◆ **Required action**
Reproduce all of the data below without alteration; exclude every picture.

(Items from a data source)

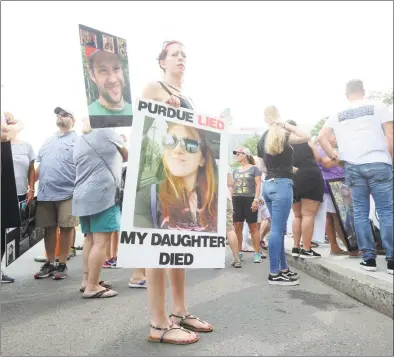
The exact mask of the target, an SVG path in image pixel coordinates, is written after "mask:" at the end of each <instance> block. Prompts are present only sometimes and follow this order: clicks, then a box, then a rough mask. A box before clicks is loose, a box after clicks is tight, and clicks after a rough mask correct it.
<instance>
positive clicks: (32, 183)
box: [27, 160, 36, 204]
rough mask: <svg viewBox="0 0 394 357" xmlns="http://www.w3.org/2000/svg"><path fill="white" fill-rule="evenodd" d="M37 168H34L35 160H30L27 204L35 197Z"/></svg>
mask: <svg viewBox="0 0 394 357" xmlns="http://www.w3.org/2000/svg"><path fill="white" fill-rule="evenodd" d="M35 171H36V170H35V169H34V160H32V161H31V162H30V165H29V172H28V182H29V184H28V188H29V190H28V192H27V204H29V203H30V201H31V200H32V199H33V198H34V184H35V182H36V172H35Z"/></svg>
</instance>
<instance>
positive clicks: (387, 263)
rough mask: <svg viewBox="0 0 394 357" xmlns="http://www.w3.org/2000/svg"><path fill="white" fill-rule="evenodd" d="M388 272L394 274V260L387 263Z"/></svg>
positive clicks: (389, 273)
mask: <svg viewBox="0 0 394 357" xmlns="http://www.w3.org/2000/svg"><path fill="white" fill-rule="evenodd" d="M387 272H388V273H389V274H391V275H393V273H394V260H389V261H388V262H387Z"/></svg>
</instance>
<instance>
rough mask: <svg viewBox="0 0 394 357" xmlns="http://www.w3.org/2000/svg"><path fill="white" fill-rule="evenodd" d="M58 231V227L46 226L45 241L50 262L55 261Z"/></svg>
mask: <svg viewBox="0 0 394 357" xmlns="http://www.w3.org/2000/svg"><path fill="white" fill-rule="evenodd" d="M56 231H57V227H56V226H54V227H45V235H44V243H45V251H46V253H47V259H48V261H49V262H51V263H54V262H55V259H56V257H55V255H56Z"/></svg>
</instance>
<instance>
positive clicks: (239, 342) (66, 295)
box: [1, 245, 393, 356]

◆ **Response area**
The exact mask of the target, an SVG path in image pixel coordinates, is written after "mask:" at the end of each <instance> block. Prompts are present only sometimes and follow this order: clicks, then a box, then a rough mask. A box before clicks is loose, a box after clicks is tight, and clicks after a rough mask correct it.
<instance>
positive clicks: (32, 183)
box: [27, 160, 36, 204]
rough mask: <svg viewBox="0 0 394 357" xmlns="http://www.w3.org/2000/svg"><path fill="white" fill-rule="evenodd" d="M37 168H34L35 160H30L27 204L35 197Z"/></svg>
mask: <svg viewBox="0 0 394 357" xmlns="http://www.w3.org/2000/svg"><path fill="white" fill-rule="evenodd" d="M35 171H36V170H35V169H34V160H32V161H31V162H30V165H29V172H28V182H29V184H28V188H29V190H28V192H27V204H29V203H30V201H31V200H32V199H33V198H34V184H35V182H36V172H35Z"/></svg>
</instance>
<instance>
positive clicks: (387, 263)
rough mask: <svg viewBox="0 0 394 357" xmlns="http://www.w3.org/2000/svg"><path fill="white" fill-rule="evenodd" d="M388 272L394 274V260L387 263Z"/></svg>
positive clicks: (389, 273)
mask: <svg viewBox="0 0 394 357" xmlns="http://www.w3.org/2000/svg"><path fill="white" fill-rule="evenodd" d="M387 272H388V273H389V274H391V275H393V273H394V260H389V261H388V262H387Z"/></svg>
</instance>
<instance>
rough mask: <svg viewBox="0 0 394 357" xmlns="http://www.w3.org/2000/svg"><path fill="white" fill-rule="evenodd" d="M58 231V227L46 226L45 241L50 262L55 261Z"/></svg>
mask: <svg viewBox="0 0 394 357" xmlns="http://www.w3.org/2000/svg"><path fill="white" fill-rule="evenodd" d="M56 231H57V227H56V226H54V227H45V235H44V243H45V251H46V253H47V259H48V261H49V262H51V263H54V262H55V259H56V257H55V255H56Z"/></svg>
</instance>
<instance>
positive clicks: (239, 342) (66, 295)
box: [1, 245, 393, 356]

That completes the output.